-- Task objective --
Please return all lines of the data below containing the string "positive".

Stored records
▼▼▼

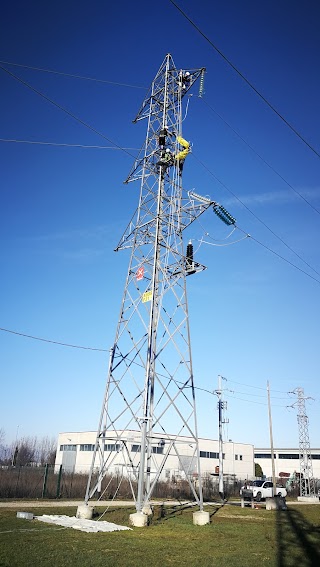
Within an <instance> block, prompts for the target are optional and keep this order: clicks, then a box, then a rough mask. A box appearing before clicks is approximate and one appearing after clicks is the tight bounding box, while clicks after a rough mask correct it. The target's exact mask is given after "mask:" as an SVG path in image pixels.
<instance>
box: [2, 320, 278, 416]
mask: <svg viewBox="0 0 320 567" xmlns="http://www.w3.org/2000/svg"><path fill="white" fill-rule="evenodd" d="M0 331H3V332H5V333H10V334H12V335H17V336H19V337H25V338H28V339H32V340H35V341H41V342H44V343H49V344H54V345H59V346H64V347H69V348H76V349H81V350H90V351H97V352H110V351H109V350H107V349H104V348H95V347H87V346H82V345H74V344H70V343H62V342H60V341H54V340H51V339H45V338H43V337H36V336H34V335H27V334H26V333H20V332H18V331H13V330H11V329H5V328H4V327H0ZM139 366H141V365H139ZM224 379H225V380H227V381H230V382H234V383H235V384H240V385H241V386H246V387H248V388H256V389H258V390H264V388H261V387H258V386H249V385H248V384H242V383H241V382H235V380H229V378H224ZM177 382H179V381H177ZM180 383H181V384H182V382H180ZM190 387H191V386H190ZM193 387H194V388H195V390H200V391H202V392H205V393H207V394H211V395H213V396H215V395H216V392H212V391H210V390H207V389H206V388H201V387H199V386H193ZM225 391H227V392H231V393H232V390H224V392H225ZM273 391H274V392H278V393H281V394H285V393H287V392H282V391H280V390H273ZM237 393H239V394H242V395H246V396H254V394H249V393H245V392H237ZM226 395H227V394H226ZM232 397H234V396H232ZM271 397H273V398H276V399H285V398H278V397H277V396H271ZM235 399H238V400H241V398H235ZM241 401H244V402H251V403H256V404H261V405H266V404H262V402H256V401H254V400H241ZM277 407H287V406H277Z"/></svg>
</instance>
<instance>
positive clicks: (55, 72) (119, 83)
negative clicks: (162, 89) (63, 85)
mask: <svg viewBox="0 0 320 567" xmlns="http://www.w3.org/2000/svg"><path fill="white" fill-rule="evenodd" d="M0 63H2V64H3V65H12V66H14V67H22V68H23V69H31V70H32V71H42V72H44V73H52V74H54V75H62V76H64V77H72V78H74V79H82V80H85V81H94V82H96V83H106V84H108V85H116V86H119V87H131V88H133V89H144V90H147V87H142V86H141V85H129V84H127V83H117V82H114V81H107V80H105V79H96V78H95V77H83V76H81V75H73V74H71V73H63V72H61V71H53V70H52V69H42V68H41V67H31V66H30V65H20V64H19V63H11V62H10V61H0Z"/></svg>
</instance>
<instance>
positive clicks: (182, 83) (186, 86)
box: [178, 71, 191, 91]
mask: <svg viewBox="0 0 320 567" xmlns="http://www.w3.org/2000/svg"><path fill="white" fill-rule="evenodd" d="M190 80H191V75H190V73H189V71H187V72H186V73H184V72H183V71H180V73H179V77H178V85H179V87H180V88H181V89H182V90H184V91H185V90H186V89H187V88H188V86H189V85H190Z"/></svg>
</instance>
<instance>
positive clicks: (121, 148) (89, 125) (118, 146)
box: [0, 65, 135, 159]
mask: <svg viewBox="0 0 320 567" xmlns="http://www.w3.org/2000/svg"><path fill="white" fill-rule="evenodd" d="M0 69H2V71H4V72H5V73H7V74H8V75H10V76H11V77H13V78H14V79H16V80H17V81H19V82H20V83H22V84H23V85H25V86H26V87H28V89H30V90H31V91H33V92H35V93H36V94H37V95H39V96H41V97H42V98H43V99H45V100H46V101H47V102H50V104H52V105H53V106H55V107H56V108H59V110H62V112H65V113H66V114H68V116H71V118H73V119H74V120H76V121H77V122H79V124H82V126H85V127H86V128H88V129H89V130H91V131H92V132H94V133H95V134H98V136H101V137H102V138H104V139H105V140H107V141H108V142H110V143H111V144H114V146H116V147H117V148H119V149H120V150H122V151H124V152H125V153H126V154H128V155H129V156H130V157H132V158H134V159H135V156H134V155H132V154H131V153H130V152H128V151H127V150H125V149H124V148H121V146H119V144H117V143H116V142H114V141H113V140H111V138H108V136H106V135H105V134H103V133H102V132H100V131H99V130H97V129H96V128H94V127H93V126H91V125H90V124H87V122H84V120H81V118H78V116H76V115H75V114H73V113H72V112H70V111H69V110H67V109H66V108H64V107H63V106H61V105H60V104H58V103H57V102H55V101H54V100H52V99H51V98H49V97H48V96H46V95H45V94H43V93H42V92H41V91H38V90H37V89H35V88H34V87H32V86H31V85H30V84H29V83H27V82H26V81H24V80H23V79H21V78H20V77H18V76H17V75H15V74H14V73H12V72H11V71H9V70H8V69H6V68H5V67H2V65H0Z"/></svg>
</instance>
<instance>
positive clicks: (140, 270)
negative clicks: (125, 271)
mask: <svg viewBox="0 0 320 567" xmlns="http://www.w3.org/2000/svg"><path fill="white" fill-rule="evenodd" d="M143 275H144V267H143V266H140V268H138V270H137V273H136V279H137V282H138V281H139V280H143Z"/></svg>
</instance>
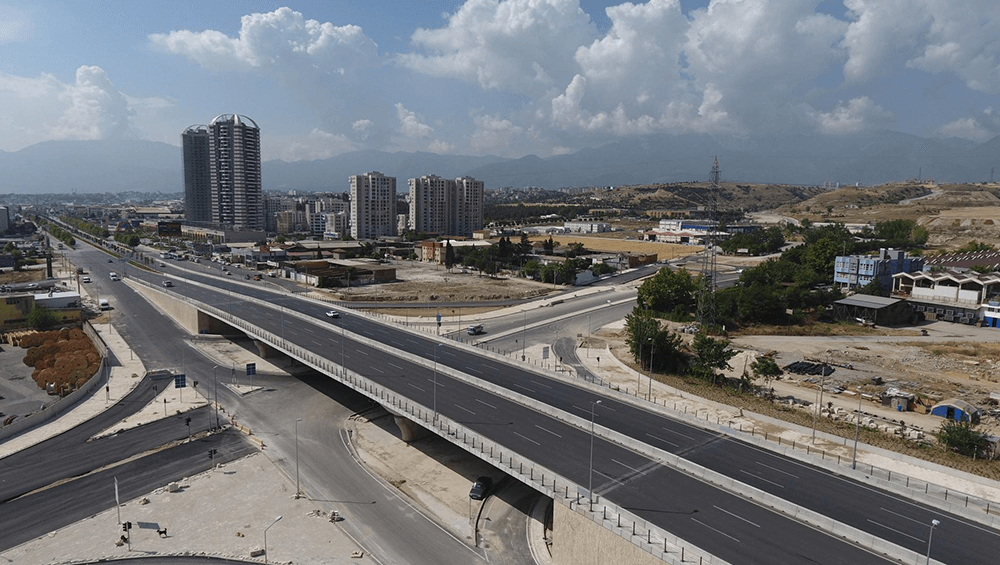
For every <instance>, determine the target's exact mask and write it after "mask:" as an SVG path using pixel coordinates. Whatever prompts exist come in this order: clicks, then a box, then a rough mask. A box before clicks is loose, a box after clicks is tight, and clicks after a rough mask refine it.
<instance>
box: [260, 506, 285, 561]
mask: <svg viewBox="0 0 1000 565" xmlns="http://www.w3.org/2000/svg"><path fill="white" fill-rule="evenodd" d="M278 520H281V516H278V517H277V518H275V519H274V521H273V522H271V526H273V525H275V524H277V523H278ZM271 526H268V527H266V528H264V563H267V531H268V530H270V529H271Z"/></svg>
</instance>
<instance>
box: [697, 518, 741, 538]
mask: <svg viewBox="0 0 1000 565" xmlns="http://www.w3.org/2000/svg"><path fill="white" fill-rule="evenodd" d="M691 519H692V520H694V521H695V522H698V523H699V524H701V525H702V526H705V527H706V528H708V529H710V530H712V531H713V532H716V533H718V534H722V535H724V536H726V537H727V538H729V539H731V540H733V541H735V542H736V543H740V540H738V539H736V538H734V537H733V536H731V535H729V534H727V533H726V532H723V531H722V530H718V529H716V528H713V527H712V526H709V525H708V524H706V523H705V522H702V521H701V520H699V519H697V518H691Z"/></svg>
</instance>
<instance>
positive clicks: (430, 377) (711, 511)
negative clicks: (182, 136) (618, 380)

▲▲▲

-- Output below --
positive clicks: (55, 72) (119, 83)
positive clicks: (182, 83) (186, 86)
positive clicks: (121, 148) (89, 125) (118, 146)
positive clicks: (140, 270)
positive clicks: (430, 377) (711, 511)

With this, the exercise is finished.